START Passage to read

Thank you for this site, it has been a wealth of spiritual information.

It has been a tremendous comfort to find and pray the prayer of Renunciation of Ancestral sins. I have 2 questions about it:

a-as a mother with several very young children, can I add the phrase "and my children" when praying this prayer? Or is there another prayer recommended for the protection of children against ancestral sins?

b-can you please explain this phrase from the prayer: "You, the Christ, became a curse for me when You hung on the cross." I don't understand about Christ becoming "a curse".

Thank you and God bless you!



Question Answered by Bro. Ignatius Mary, OLSM

Dear Josephine:

Concerning including your children in wording of prayers:

Yes, you can add ""and my children" to the Renunciation of Ancestral Sins prayer. You, as the parent, have the duty to speak for your children, on behalf of your children. Thus, any prayer, such as the Protection Prayers, if they do not already contain language to include the children, such phrases can be added.

As your children's mother, you have authority in prayer even when they are grown. Of course, when the children are grown, they are responsible for themselves and will make their own decisions. But, take a look at the perseverance of St. Monica who never stopped praying for her errant son. Her son, St. Augustine, eventually returned to the Church and became one of the greatest saints in history and a Doctor of the Church.

I would say, however, that once your children are old enough to understand and make decisions for themselves, they ought to pray the Renunciation of Ancestral Sin for themselves.

As to the phrase that "You, the Christ, became a curse for me when You hung on the cross":

St. Paul answers your question in Galatians 3:13-14

Christ redeemed us from the curse of the law, having become a curse for us--for it is written, "Cursed be every one who hangs on a tree"--  that in Christ Jesus the blessing of Abraham might come upon the Gentiles, that we might receive the promise of the Spirit through faith.

END Passage to read

### Problem 1
Read the statements below and say whether each agrees with the text about the Renunciation of Ancestral Sins prayer, answering yes or no and quoting the words of that text that decide it. (a) The writer of the question is a mother of several very young children. (b) The reply says phrases naming the children may be added only to the Renunciation of Ancestral Sins prayer. (c) St. Augustine was the son of St. Monica.
### Problem 2
Carry the text about the Renunciation of Ancestral Sins prayer forward from its final sentence, writing in the same voice.

START Provided information

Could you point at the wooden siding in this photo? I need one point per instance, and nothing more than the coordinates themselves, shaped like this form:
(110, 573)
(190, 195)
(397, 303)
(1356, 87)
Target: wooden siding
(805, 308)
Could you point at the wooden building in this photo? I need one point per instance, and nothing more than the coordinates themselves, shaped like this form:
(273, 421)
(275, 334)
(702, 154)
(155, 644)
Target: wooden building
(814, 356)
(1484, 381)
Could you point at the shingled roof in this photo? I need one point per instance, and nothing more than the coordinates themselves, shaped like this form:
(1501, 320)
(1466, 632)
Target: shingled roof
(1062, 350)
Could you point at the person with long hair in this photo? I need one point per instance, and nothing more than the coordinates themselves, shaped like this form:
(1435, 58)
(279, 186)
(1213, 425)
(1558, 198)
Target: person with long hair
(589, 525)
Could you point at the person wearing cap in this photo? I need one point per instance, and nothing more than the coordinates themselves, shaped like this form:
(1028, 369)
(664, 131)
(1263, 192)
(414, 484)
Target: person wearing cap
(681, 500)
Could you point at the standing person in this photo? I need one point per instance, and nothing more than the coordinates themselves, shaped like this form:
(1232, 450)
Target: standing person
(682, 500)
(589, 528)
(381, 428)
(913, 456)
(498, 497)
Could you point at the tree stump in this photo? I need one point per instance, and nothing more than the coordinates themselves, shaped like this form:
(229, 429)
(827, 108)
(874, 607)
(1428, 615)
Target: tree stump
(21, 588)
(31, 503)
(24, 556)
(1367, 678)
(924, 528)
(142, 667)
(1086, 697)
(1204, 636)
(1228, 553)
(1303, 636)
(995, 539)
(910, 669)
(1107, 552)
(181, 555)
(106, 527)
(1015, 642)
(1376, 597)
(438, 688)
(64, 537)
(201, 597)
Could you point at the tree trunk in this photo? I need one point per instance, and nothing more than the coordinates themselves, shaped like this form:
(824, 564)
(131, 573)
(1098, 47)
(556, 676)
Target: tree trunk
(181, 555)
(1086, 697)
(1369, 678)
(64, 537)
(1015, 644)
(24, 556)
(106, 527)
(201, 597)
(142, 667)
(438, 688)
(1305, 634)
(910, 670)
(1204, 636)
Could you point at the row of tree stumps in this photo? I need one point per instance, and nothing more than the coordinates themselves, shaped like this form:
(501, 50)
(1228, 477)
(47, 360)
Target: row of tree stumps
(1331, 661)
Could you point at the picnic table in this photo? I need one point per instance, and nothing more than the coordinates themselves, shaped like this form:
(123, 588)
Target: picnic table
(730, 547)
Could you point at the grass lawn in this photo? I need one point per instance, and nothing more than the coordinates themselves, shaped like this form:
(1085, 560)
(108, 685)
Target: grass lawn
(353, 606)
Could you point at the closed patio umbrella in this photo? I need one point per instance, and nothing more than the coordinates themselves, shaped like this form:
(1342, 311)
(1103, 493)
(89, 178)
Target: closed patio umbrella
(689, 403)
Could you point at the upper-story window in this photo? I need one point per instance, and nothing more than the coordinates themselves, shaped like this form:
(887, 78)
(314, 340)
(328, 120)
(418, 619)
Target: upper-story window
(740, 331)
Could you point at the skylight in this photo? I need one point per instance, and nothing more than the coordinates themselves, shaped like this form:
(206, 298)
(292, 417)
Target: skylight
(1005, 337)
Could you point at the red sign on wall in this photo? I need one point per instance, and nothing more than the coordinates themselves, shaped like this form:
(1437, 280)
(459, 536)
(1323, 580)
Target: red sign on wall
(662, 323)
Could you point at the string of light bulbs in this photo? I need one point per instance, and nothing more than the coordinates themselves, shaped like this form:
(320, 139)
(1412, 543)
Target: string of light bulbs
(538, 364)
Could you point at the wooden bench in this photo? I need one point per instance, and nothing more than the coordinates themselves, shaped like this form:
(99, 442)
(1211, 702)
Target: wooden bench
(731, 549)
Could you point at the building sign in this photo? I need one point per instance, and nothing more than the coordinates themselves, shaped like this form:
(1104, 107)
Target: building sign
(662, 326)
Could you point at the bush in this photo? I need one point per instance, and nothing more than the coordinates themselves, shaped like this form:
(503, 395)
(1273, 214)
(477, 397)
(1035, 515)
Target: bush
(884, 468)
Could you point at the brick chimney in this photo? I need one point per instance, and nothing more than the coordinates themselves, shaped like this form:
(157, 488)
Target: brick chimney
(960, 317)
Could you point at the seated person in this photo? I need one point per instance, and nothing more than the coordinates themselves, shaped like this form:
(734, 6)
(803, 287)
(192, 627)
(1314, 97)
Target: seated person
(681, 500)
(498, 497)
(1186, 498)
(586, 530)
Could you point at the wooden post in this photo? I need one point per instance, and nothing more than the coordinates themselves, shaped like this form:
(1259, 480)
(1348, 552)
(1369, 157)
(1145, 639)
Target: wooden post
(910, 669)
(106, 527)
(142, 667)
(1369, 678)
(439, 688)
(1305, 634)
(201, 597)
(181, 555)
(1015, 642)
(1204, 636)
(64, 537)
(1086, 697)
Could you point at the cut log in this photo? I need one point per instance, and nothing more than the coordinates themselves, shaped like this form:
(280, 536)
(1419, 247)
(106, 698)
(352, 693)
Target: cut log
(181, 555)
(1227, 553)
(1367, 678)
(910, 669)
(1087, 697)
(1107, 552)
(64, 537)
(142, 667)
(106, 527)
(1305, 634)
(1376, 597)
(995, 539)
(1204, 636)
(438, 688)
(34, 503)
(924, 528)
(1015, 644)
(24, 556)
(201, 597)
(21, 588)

END Provided information

### Answer box 1
(a) Yes: "as a mother with several very young children"
(b) No: "any prayer, such as the Protection Prayers, if they do not already contain language to include the children, such phrases can be added."
(c) Yes: "Her son, St. Augustine, eventually returned to the Church"

### Answer box 2
How Jesus died was a curse (hanging on the tree) so that we might be free from the curse.

The Navarre Bible Commentary, one of the best Catholic Bible commentaries available, explains:

Christ, who was innocent, wished to offer the Father perfect atonement and thereby blot out our sin. To this end he voluntarily turned upon himself the curse which the Law laid on its transgressors. He bore the curse of the Law on our behalf and thereby set us free from the curse. What was for our Lord punishment was for men salvation. As St. Jerome puts it, "the injury suffered by the Lord is our glory. He died so that we might live; he descended into hell so that we might ascend into heaven. He became folly so that we might be reaffirmed in wisdom. He emptied himself of the fulness and form of God, taking the form of a slave, so that this divine fulness might dwell in us and we might be changed from slaves into lords. He was nailed on the Cross so that the sin committed at the tree of the knowledge of good and evil might be blotted out, once he was hung on the tree of the Cross."

With our Lord's death, the world's redemption is achieved, God's promise is fulfilled and the blessing he gave to Abraham multiplies his posterity, making them more numerous than the stars of heaven or the sand of the seashore (cf. Genesis 15:5-6; 22:17).